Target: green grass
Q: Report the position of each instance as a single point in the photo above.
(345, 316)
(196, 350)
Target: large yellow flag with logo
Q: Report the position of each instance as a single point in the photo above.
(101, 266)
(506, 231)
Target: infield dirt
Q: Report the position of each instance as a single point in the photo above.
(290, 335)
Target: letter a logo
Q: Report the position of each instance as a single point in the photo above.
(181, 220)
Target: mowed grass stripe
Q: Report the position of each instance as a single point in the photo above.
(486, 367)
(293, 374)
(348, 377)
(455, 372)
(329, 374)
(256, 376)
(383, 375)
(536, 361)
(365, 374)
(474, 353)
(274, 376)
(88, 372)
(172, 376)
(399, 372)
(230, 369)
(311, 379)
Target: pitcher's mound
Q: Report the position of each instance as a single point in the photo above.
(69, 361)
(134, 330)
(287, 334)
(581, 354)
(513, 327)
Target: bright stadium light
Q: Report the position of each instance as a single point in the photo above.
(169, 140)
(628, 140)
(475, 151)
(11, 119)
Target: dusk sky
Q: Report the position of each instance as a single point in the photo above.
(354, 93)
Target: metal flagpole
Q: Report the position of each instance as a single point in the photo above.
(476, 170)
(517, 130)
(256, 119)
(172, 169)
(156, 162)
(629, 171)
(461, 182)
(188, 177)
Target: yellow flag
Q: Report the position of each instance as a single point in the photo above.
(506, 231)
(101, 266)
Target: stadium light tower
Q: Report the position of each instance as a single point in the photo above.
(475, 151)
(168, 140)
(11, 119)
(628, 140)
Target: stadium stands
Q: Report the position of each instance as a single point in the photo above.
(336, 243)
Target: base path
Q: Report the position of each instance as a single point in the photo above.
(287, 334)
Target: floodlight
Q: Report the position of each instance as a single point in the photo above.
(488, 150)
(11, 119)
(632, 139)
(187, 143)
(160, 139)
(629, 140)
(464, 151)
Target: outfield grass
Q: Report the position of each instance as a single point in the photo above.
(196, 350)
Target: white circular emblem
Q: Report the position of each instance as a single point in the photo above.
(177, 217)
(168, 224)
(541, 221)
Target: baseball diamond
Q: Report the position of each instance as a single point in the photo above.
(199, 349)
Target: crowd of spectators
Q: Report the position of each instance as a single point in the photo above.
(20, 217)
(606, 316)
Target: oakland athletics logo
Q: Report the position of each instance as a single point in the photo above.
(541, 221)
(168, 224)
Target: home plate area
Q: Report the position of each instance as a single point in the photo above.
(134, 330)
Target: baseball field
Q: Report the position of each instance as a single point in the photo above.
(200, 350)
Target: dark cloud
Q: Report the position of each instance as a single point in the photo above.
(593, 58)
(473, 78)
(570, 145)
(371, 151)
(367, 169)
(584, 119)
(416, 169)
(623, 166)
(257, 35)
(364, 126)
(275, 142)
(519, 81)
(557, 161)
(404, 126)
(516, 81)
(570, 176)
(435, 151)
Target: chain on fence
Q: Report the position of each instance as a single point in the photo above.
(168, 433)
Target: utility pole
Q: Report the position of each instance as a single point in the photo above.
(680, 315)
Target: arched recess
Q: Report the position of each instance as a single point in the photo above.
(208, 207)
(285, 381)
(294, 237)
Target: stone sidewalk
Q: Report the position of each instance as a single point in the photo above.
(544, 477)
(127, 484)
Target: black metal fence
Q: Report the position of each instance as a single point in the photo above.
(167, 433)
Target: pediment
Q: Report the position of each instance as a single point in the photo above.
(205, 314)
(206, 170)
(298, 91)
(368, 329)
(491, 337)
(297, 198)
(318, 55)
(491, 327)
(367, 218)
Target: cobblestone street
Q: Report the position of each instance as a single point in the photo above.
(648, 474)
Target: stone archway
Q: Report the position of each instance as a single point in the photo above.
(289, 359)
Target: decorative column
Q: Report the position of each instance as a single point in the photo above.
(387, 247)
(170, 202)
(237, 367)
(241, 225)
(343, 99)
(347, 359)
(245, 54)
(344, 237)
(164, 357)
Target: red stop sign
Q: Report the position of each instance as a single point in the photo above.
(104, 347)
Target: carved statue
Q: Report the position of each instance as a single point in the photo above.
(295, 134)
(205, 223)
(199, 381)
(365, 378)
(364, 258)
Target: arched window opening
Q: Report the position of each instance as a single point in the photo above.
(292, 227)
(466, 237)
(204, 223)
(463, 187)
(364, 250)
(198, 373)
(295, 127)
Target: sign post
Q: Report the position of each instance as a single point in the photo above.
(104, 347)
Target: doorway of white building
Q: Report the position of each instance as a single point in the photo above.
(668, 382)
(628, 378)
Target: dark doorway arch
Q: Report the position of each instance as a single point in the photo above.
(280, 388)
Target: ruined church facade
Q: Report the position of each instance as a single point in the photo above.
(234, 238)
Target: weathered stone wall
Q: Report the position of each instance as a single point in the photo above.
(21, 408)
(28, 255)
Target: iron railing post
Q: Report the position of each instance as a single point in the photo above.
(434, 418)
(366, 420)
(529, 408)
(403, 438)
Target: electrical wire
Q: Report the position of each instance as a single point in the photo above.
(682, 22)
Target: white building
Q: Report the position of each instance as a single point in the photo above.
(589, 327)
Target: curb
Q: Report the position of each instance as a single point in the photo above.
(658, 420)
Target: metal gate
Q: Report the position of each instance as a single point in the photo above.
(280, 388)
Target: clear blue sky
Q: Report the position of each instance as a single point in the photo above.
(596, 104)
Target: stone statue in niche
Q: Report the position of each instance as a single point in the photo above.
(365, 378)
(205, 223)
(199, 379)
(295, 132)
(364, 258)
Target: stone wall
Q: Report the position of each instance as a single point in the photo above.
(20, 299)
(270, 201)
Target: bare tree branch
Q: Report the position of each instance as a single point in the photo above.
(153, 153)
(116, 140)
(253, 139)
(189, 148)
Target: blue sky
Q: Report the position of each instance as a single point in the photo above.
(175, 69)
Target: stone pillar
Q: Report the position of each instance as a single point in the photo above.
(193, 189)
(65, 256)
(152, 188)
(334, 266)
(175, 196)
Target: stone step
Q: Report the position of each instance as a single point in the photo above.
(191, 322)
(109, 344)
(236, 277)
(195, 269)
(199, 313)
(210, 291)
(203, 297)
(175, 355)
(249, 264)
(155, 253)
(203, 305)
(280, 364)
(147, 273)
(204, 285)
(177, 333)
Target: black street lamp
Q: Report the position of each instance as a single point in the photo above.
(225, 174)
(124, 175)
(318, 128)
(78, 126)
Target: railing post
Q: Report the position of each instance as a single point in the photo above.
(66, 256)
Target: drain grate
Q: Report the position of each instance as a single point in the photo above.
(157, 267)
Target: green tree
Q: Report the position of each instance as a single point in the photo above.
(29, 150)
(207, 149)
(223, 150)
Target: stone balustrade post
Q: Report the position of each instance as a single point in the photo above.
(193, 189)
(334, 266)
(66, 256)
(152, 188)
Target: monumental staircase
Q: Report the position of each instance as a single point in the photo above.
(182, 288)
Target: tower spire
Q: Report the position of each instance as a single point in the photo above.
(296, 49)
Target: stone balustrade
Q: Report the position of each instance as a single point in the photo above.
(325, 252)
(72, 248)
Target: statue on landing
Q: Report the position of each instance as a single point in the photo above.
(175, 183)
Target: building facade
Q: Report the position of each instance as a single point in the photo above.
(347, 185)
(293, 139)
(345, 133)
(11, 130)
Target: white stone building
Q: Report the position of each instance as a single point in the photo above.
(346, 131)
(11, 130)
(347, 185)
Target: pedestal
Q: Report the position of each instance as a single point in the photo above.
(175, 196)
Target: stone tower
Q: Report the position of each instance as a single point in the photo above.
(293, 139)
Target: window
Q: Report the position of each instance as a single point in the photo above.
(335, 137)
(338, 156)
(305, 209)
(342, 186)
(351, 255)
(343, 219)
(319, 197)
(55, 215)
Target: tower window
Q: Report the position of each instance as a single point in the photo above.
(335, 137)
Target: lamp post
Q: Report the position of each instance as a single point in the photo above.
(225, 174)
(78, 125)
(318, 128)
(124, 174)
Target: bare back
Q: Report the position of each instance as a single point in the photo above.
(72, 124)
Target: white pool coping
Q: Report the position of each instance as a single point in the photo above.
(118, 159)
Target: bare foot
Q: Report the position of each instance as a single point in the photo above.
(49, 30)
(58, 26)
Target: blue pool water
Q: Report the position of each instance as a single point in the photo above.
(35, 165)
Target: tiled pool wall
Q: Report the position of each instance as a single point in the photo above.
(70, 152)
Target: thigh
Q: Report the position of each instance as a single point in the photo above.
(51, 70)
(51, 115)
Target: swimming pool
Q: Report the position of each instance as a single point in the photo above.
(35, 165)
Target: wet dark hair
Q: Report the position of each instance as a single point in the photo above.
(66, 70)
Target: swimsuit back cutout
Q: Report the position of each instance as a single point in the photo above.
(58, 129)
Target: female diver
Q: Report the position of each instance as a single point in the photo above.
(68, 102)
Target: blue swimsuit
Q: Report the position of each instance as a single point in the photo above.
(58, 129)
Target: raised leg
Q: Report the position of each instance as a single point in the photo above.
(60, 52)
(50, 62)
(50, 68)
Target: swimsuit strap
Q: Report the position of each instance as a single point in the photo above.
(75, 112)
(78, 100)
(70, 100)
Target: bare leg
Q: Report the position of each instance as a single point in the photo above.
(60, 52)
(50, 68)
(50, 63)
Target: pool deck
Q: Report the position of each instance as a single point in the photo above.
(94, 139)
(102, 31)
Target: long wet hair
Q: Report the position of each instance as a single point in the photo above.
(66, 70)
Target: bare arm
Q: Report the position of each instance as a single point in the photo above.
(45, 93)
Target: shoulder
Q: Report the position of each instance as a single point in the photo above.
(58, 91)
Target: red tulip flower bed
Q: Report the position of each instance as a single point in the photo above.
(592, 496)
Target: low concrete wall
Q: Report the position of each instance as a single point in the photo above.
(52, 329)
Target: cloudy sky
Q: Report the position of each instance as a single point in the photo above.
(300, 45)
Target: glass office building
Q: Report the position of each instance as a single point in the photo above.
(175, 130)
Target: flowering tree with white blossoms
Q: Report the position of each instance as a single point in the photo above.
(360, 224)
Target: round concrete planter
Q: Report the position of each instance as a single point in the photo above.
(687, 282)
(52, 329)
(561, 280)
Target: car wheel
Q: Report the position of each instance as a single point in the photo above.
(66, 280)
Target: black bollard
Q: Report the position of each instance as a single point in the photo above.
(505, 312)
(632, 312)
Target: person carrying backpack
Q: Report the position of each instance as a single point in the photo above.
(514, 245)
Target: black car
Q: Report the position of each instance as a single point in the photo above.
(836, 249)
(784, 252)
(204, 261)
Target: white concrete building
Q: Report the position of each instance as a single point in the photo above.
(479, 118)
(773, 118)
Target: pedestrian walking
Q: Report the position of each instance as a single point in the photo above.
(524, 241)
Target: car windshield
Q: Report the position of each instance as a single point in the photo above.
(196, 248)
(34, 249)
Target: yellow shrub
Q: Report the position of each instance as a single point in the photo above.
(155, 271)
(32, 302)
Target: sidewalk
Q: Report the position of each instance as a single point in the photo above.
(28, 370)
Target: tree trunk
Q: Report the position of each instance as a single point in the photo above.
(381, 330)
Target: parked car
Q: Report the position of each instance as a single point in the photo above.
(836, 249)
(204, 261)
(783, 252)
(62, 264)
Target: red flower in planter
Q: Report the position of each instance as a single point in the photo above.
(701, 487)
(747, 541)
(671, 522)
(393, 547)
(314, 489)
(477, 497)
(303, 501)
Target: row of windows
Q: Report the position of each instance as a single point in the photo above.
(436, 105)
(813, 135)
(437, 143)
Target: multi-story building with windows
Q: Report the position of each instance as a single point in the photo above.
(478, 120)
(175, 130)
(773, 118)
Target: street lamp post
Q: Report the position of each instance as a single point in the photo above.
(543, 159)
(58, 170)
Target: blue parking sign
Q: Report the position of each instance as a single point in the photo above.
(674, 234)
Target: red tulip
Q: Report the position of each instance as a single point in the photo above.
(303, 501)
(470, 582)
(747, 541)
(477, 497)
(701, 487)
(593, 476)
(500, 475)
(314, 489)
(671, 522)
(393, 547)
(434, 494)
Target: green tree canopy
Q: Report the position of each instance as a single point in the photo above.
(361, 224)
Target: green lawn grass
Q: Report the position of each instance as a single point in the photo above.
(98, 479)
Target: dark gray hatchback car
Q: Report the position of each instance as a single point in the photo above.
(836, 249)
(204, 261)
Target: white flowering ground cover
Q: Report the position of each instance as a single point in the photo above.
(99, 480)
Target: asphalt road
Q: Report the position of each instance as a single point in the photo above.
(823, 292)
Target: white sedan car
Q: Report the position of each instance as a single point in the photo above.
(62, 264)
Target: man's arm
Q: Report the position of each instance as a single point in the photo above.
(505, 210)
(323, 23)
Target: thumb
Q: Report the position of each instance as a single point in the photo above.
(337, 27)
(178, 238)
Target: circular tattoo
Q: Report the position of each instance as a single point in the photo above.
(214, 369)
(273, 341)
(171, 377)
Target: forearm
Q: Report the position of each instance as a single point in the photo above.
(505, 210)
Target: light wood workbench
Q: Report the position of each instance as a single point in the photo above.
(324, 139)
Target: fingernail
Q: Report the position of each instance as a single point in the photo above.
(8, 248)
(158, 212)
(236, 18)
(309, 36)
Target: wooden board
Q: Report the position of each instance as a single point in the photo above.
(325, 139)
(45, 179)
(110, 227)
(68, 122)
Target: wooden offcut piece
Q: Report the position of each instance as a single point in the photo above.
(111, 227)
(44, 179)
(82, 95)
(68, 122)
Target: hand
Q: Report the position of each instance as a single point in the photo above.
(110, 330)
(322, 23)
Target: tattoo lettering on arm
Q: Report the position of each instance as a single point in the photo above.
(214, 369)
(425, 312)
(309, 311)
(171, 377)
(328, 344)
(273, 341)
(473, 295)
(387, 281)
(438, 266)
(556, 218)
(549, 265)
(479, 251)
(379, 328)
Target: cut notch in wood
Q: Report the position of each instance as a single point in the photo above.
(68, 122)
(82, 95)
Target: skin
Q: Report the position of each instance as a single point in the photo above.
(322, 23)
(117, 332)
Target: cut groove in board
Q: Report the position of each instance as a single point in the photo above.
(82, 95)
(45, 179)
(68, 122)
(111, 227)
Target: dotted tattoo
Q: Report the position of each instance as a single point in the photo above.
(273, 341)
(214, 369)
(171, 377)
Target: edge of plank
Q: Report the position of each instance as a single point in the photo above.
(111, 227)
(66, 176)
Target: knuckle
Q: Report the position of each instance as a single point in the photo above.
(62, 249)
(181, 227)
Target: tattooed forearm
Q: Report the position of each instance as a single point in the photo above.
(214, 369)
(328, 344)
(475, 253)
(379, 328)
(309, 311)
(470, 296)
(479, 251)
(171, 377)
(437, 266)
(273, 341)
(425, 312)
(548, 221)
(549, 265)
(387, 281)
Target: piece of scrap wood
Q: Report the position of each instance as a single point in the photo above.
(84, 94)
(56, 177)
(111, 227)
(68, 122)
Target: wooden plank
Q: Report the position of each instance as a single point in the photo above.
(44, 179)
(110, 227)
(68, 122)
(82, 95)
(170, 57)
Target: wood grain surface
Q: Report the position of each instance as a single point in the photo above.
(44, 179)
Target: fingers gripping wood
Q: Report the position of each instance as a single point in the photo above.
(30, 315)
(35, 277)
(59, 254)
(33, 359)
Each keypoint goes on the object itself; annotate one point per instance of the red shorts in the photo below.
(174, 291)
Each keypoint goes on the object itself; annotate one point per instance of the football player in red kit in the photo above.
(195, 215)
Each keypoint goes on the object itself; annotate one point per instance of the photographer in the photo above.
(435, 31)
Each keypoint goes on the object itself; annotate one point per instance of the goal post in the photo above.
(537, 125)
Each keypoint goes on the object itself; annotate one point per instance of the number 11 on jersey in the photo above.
::::
■ Problem to solve: Copy out each line of the data where the string "yellow" appears.

■ Result:
Target: large yellow flag with logo
Target: yellow flag
Target: yellow shrub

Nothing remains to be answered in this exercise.